*Textabschnitt:*

━━━━━━━━

Anthroposophische Leitsätze


DIE GESCHICHTLICHEN ERSCHÜTTERUNGEN BEIM HERAUFKOMMEN DER BEWUSSTSEINSSEELE

Der Untergang des Römischen Reiches im Zusammenhang mit dem Auftreten von Völkern, die von Osten herankommen - der sogenannten Völkerwanderung -, ist eine geschichtliche Erscheinung, auf die der Blick des forschenden Menschen immer wieder sich richten muß. Denn die Gegenwart enthält noch vieles von Nachwirkungen dieser erschütternden Geschehnisse.

Aber das Verständnis gerade dieser Ereignisse ist einer äußerlichen geschichtlichen Betrachtung nicht möglich. Man muß auf die Seelen der Menschen blicken, die in «Völkerwanderung» und Untergang des römischen Kaiserreiches gestellt sind.

Griechentum und Römertum blühen in der Zeit, als sich in der Menschheit die Verstandes- oder Gemütsseele entfaltet. Ja, Griechen und Römer sind die eigentlichen Träger dieser Entfaltung. Aber die Entwickelung dieser Seelen-Etappe trägt bei diesen Völkern nicht einen Keim in sich, der in rechter Art die Bewußtseinsseele aus sich entwickeln könnte. Alles, was an Geist- und Seelen-Inhalt in der Verstandes- oder Gemütsseele steckt, tritt in reichem Leben in dem Dasein des Griechen- und Römertums zutage. Mit Eigenkraft hinüberströmen in die Bewußtseinsseele kann es nicht.

Trotzdem tritt natürlich das Stadium der Bewußtseinsseele auf. Aber es ist, als ob die Bewußtseinsseele nicht etwas aus der Persönlichkeit des Griechen und Römers Hervorgehendes wäre, sondern etwas von außen seinem Wesen Eingepflanztes.

Das Verbunden- und Losgelöstsein von den göttlichgeistigen Wesenheiten, von dem in diesen Betrachtungen so viel die Rede war, vollzieht sich im Laufe der Zeiten mit verschiedener Intensität. In alten Zeiten war es eine mit starkem Geschehen in die Menschheitsentwickelung eingreifende Macht. Im griechischen und römischen Erleben der ersten christlichen Jahrhunderte ist es eine schwächere Macht. Aber es ist vorhanden. Solange er voll in sich die Verstandes- oder Gemütsseele entfaltete, fühlte der Grieche und Römer - unbewußt, aber für die Seele bedeutsam - ein Losgelöst-Werden von der göttlich-geistigen Wesenhaftigkeit, ein Selbständig-Werden des Menschhaften. Das hörte in den ersten christlichen Jahrhunderten auf. Das Hereindämmern der Bewußtseinsseele wurde als ein Verbundensein mit dem Göttlich-Geistigen empfunden. Man entwickelte sich wieder zurück von einer größeren zu einer geringeren Selbständigkeit der Seele. Man konnte den christlichen Inhalt nicht in die menschliche Bewußtseinsseele aufnehmen, weil man diese selbst nicht in die menschliche Wesenheit hereinnehmen konnte.

━━━━━━━━

*Ziel der Übung:* Führen Sie den Text über die Bewusstseinsseele im Anschluss an seinen letzten Satz weiter. Die anschließenden Zeilen sind eigenständiges Material und gehören nicht zum Text über die Bewusstseinsseele.

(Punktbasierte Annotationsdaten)
━━━━━━━━

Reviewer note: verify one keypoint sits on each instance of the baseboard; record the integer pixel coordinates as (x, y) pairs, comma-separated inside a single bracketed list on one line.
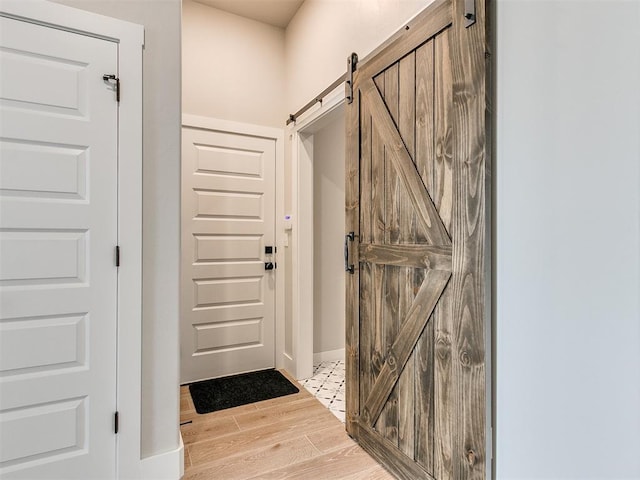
[(329, 356), (165, 466)]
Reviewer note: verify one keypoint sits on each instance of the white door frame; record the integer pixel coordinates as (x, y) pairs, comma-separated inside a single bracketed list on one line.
[(130, 38), (277, 134), (301, 132)]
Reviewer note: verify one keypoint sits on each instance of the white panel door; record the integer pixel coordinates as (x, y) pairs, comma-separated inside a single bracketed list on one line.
[(58, 229), (228, 218)]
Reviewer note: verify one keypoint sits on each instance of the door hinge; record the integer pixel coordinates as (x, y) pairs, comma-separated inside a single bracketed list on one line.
[(112, 79), (469, 13), (352, 62)]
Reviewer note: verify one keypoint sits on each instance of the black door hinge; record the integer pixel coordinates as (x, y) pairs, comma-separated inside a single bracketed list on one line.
[(352, 62), (115, 81)]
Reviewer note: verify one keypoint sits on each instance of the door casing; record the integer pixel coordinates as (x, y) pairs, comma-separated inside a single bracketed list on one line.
[(130, 39)]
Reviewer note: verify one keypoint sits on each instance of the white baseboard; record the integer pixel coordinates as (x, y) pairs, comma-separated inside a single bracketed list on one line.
[(329, 356), (165, 466)]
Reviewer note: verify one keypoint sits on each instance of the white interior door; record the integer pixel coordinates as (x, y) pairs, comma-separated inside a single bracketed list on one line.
[(228, 218), (58, 230)]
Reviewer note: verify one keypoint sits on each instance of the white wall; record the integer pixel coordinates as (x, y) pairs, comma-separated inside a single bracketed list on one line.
[(328, 228), (161, 207), (568, 240), (232, 67), (324, 32)]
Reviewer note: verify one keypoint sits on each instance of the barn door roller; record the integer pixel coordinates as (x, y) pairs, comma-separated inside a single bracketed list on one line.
[(352, 61)]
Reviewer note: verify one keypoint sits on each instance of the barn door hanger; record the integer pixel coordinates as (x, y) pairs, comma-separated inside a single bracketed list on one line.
[(352, 62), (469, 13)]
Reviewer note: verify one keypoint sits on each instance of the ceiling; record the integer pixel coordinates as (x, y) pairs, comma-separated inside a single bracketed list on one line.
[(273, 12)]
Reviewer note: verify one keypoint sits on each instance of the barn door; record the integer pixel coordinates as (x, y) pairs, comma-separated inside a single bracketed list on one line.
[(416, 194)]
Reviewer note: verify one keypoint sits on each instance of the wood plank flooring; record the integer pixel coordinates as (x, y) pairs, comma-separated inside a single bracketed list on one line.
[(291, 437)]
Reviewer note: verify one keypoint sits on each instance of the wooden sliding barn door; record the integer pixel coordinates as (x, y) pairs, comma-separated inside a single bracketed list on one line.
[(416, 169)]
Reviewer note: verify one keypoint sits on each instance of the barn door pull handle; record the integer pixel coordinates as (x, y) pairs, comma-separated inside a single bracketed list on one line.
[(347, 238)]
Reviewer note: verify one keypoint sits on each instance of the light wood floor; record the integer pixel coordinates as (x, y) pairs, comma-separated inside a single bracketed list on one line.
[(292, 437)]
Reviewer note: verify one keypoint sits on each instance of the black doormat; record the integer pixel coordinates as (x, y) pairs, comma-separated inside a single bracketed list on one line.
[(227, 392)]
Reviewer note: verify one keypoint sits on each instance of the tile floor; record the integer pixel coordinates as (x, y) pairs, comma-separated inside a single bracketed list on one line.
[(327, 385)]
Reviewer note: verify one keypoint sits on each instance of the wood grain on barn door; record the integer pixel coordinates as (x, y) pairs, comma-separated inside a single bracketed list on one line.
[(416, 169)]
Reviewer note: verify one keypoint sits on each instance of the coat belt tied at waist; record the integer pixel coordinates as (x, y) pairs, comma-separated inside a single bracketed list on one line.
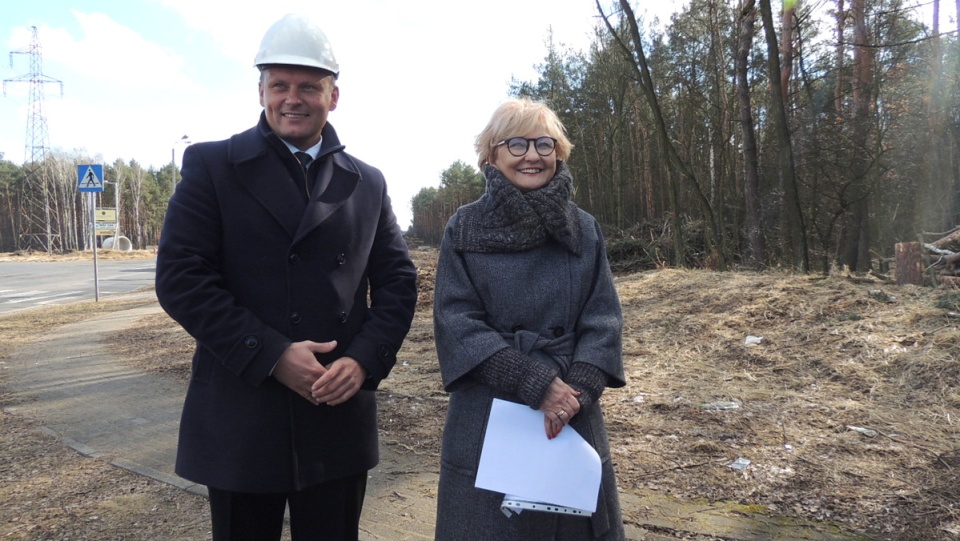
[(558, 349)]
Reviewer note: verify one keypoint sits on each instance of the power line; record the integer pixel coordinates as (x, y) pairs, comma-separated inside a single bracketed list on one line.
[(35, 227)]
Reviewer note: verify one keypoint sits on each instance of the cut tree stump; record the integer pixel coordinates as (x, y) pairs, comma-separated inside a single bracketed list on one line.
[(908, 258)]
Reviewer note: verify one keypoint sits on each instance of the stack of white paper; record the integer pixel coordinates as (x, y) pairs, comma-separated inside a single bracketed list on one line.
[(561, 475)]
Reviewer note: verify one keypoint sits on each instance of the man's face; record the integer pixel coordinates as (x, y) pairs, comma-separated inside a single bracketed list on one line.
[(296, 101)]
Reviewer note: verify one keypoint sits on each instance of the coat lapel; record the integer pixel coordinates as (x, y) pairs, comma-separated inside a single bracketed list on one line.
[(336, 181), (274, 191)]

━━━━━━━━

*Erwartete Antwort:*
So empfand man diesen christlichen Inhalt als etwas von außen - von der geistigen Außenwelt - Gegebenes, nicht aber als etwas, mit dem man durch seine Erkenntniskräfte zusammenwuchs.

Anders war es bei den in die Geschichte eintretenden, von Nordosten kommenden Völkern. Sie hatten das Stadium der Verstandes- oder Gemütsseele in einem Zustande durchgemacht, der sich für sie als Abhängigkeit von der Geistwelt empfinden ließ. Sie fingen erst an, etwas von der menschlichen Selbständigkeit zu empfinden, als die ersten Kräfte der Bewußtseinsseele in den christlichen Anfängen heraufdämmerten. Bei ihnen trat die Bewußtseinsseele als etwas der Menschenwesenheit Verbundenes auf. Sie empfanden sich in froher innerer Kraftentfaltung, indem die Bewußtseinsseele in ihnen auflebte.

In dieses sprießende Leben der heraufdämmernden Bewußtseinsseele fiel bei diesen Völkern der christliche Inhalt. Sie fühlten ihn als etwas in der Seele Auflebendes, nicht als etwas von außen Gegebenes.

Das war die Stimmung, in der diese Völkerschaften an das Römische Reich und alles, was damit zusammenhing, herankamen. Das war die Stimmung des Arianismus gegenüber dem Athanasianismus. Ein tiefer innerer Gegensatz war in der weltgeschichtlichen Entwickelung da.

In der dem Menschen äußerlichen Bewußtseinsseele des Römers und Griechen wirkte zunächst die nicht völlig mit dem Erdenleben sich vereinende, sondern nur hereinstrahlende göttlich-geistige Wesenheit. In der erst aufdämmernden Bewußtseinsseele der Franken-, Germanen und so weiter wirkte nur noch schwach, was von Göttlich-Geistigem mit der Menschheit sich verbinden konnte.

Das Nächste war, daß der christliche Inhalt, der in der über dem Menschen schwebenden Bewußtseinsseele lebte, sich im Leben ausbreitete; der mit der Seele vereinigt etwas blieb, das als Antrieb, Impuls in dem Innern der Menschen verblieb und auf seine Entfaltung wartete, die erst eintreten kann, wenn ein gewisses Stadium in der Entfaltung der Bewußtseinsseele erreicht ist.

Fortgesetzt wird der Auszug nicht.